(Collected data entries)
========================

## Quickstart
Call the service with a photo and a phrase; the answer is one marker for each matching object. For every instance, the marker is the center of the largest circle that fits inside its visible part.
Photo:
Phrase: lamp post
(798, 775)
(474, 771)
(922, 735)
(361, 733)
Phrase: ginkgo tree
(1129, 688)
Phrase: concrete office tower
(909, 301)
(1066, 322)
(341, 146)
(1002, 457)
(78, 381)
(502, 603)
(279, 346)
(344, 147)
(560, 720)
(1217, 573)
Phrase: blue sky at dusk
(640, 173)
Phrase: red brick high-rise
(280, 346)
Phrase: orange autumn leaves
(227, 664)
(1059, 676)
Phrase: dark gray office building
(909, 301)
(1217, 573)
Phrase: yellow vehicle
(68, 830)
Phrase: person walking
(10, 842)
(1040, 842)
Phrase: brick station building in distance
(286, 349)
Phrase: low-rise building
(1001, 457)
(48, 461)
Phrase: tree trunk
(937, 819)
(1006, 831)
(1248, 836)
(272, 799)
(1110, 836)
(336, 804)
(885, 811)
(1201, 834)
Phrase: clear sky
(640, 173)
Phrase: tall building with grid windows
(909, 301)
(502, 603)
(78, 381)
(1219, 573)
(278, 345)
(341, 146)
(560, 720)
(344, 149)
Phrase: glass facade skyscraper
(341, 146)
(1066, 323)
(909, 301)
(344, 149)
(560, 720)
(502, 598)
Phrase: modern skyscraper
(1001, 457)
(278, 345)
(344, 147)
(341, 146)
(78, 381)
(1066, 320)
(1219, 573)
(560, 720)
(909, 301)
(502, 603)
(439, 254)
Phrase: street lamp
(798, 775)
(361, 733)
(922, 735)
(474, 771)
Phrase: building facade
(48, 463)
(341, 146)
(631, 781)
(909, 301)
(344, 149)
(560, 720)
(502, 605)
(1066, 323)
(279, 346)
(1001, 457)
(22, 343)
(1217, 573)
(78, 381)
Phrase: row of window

========================

Objective:
Copy every one of the items above, keeping each line unchanged.

Written answer:
## Quickstart
Call the service with a photo and a phrase; the answer is one marker for each matching object. For every instance, the marker is the center of the largest circle that fits inside its visible part.
Photo:
Phrase: lamp post
(798, 775)
(474, 771)
(922, 735)
(361, 733)
Phrase: ginkgo tree
(1129, 688)
Phrase: concrete office tower
(909, 301)
(1066, 322)
(341, 146)
(1002, 457)
(78, 381)
(502, 603)
(279, 346)
(344, 147)
(560, 720)
(1217, 573)
Phrase: blue sky at dusk
(640, 173)
Phrase: red brick high-rise
(280, 346)
Phrase: orange autumn leaves
(227, 664)
(1059, 676)
Phrase: dark gray office building
(909, 301)
(1217, 573)
Phrase: yellow vehicle
(68, 830)
Phrase: person walking
(10, 842)
(1040, 842)
Phrase: brick station building in distance
(286, 349)
Phrase: low-rise building
(1001, 457)
(48, 461)
Phrase: tree trunk
(937, 819)
(1006, 831)
(1248, 836)
(272, 799)
(1110, 836)
(336, 804)
(885, 811)
(1201, 834)
Phrase: clear sky
(640, 173)
Phrase: tall building with grid windows
(909, 301)
(502, 603)
(78, 381)
(1219, 573)
(278, 345)
(341, 146)
(560, 720)
(344, 149)
Phrase: glass facade skyscraper
(341, 146)
(1066, 323)
(909, 301)
(344, 149)
(560, 720)
(502, 598)
Phrase: modern skyscraper
(1001, 457)
(278, 345)
(344, 147)
(341, 146)
(78, 381)
(1066, 320)
(1219, 573)
(560, 720)
(909, 301)
(502, 603)
(439, 254)
Phrase: street lamp
(798, 775)
(361, 733)
(922, 735)
(474, 771)
Phrase: building facade
(48, 463)
(341, 146)
(631, 781)
(909, 301)
(344, 149)
(560, 720)
(502, 605)
(1066, 323)
(279, 346)
(1001, 457)
(22, 343)
(1217, 573)
(78, 381)
Phrase: row of window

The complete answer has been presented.